**Задание**
Замените в статье «спортсмен» на «атлет» и запишите получившийся отрывок от слов «Каждый великий спортсмен» до слов «стальными, железными, непобедимыми.».

Каждый великий спортсмен после ухода с олимпийских арен как бы начинает жизнь с самого начала. Звания, титулы и ордена, конечно, помогают ему на первых порах, но уж больно быстро забываются самые громкие спортивные победы, достижения ветеранов заслоняют новые успехи задорной молодежи, да и что греха таить — некоторым приятно видеть вчерашнего триумфатора в роли рядового тренера, не имеющего на первых порах даже группы новичков. Не все выдерживают эти испытания тяжелыми реалиями жизни после того, как много лет они были освобождены от забот о хлебе насущном и от них требовалось только одно — тренироваться и побеждать. Под грузом новых забот ломаются часто люди, которых в спорте именовали стальными, железными, непобедимыми.
Ивану Гавриловичу Богдану, олимпийскому чемпиону, чемпиону мира и СССР по классической борьбе, вроде бы, удалось спокойно перейти к новой, второй жизни. На моей памяти он всегда был одинаково спокойным, стройным, могучим, отличался великолепным народным юмором. Поседел, конечно, ну без этого в нынешние его почти 67 лет не обойдешься. А что думает о своем вхождении во вторую жизнь сам олимпийский чемпион?
— Я знал, что вечно бороться на ковре не буду, а потому сознательно избрал армейскую службу, как дающую гарантию на будущее, приличную пенсию. Но все же не мог себе представить, насколько тяжелым будет переход от большого спорта к обыденной жизни. Я пошел преподавателем в Суворовское училище. Это трудно спортсмену, неинтересно. Шел на занятия, как на эшафот. Но надо было жить, два года я мучился, работал, сжав зубы. И вот однажды на сборах в лагерях после кросса построил ребят и посмотрел на них. И вдруг увидел перед собой не хлюпиков и слабаков, какими они все были два года назад. Передо мной стояли атлеты, здоровые, загорелые, с рельефными мышцами. Это были плоды моей работы, я понял, для чего живу, почувствовал впервые любовь к своей профессии спортивного педагога, осознал, что умею работать, и дальше шесть лет в училище я уже не мучился, а жил полнокровной жизнью.

**Данные**
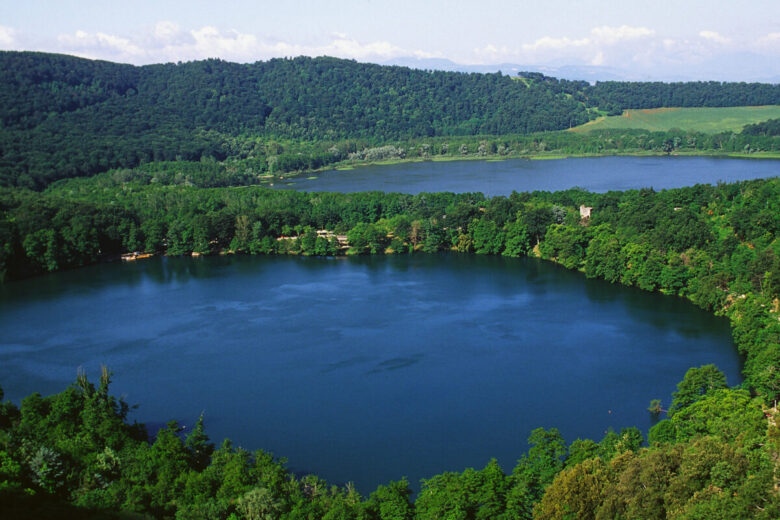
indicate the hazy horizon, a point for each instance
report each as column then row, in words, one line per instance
column 592, row 40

**Ответ**
Каждый великий атлет после ухода с олимпийских арен как бы начинает жизнь с самого начала. Звания, титулы и ордена, конечно, помогают ему на первых порах, но уж больно быстро забываются самые громкие спортивные победы, достижения ветеранов заслоняют новые успехи задорной молодежи, да и что греха таить — некоторым приятно видеть вчерашнего триумфатора в роли рядового тренера, не имеющего на первых порах даже группы новичков. Не все выдерживают эти испытания тяжелыми реалиями жизни после того, как много лет они были освобождены от забот о хлебе насущном и от них требовалось только одно — тренироваться и побеждать. Под грузом новых забот ломаются часто люди, которых в спорте именовали стальными, железными, непобедимыми.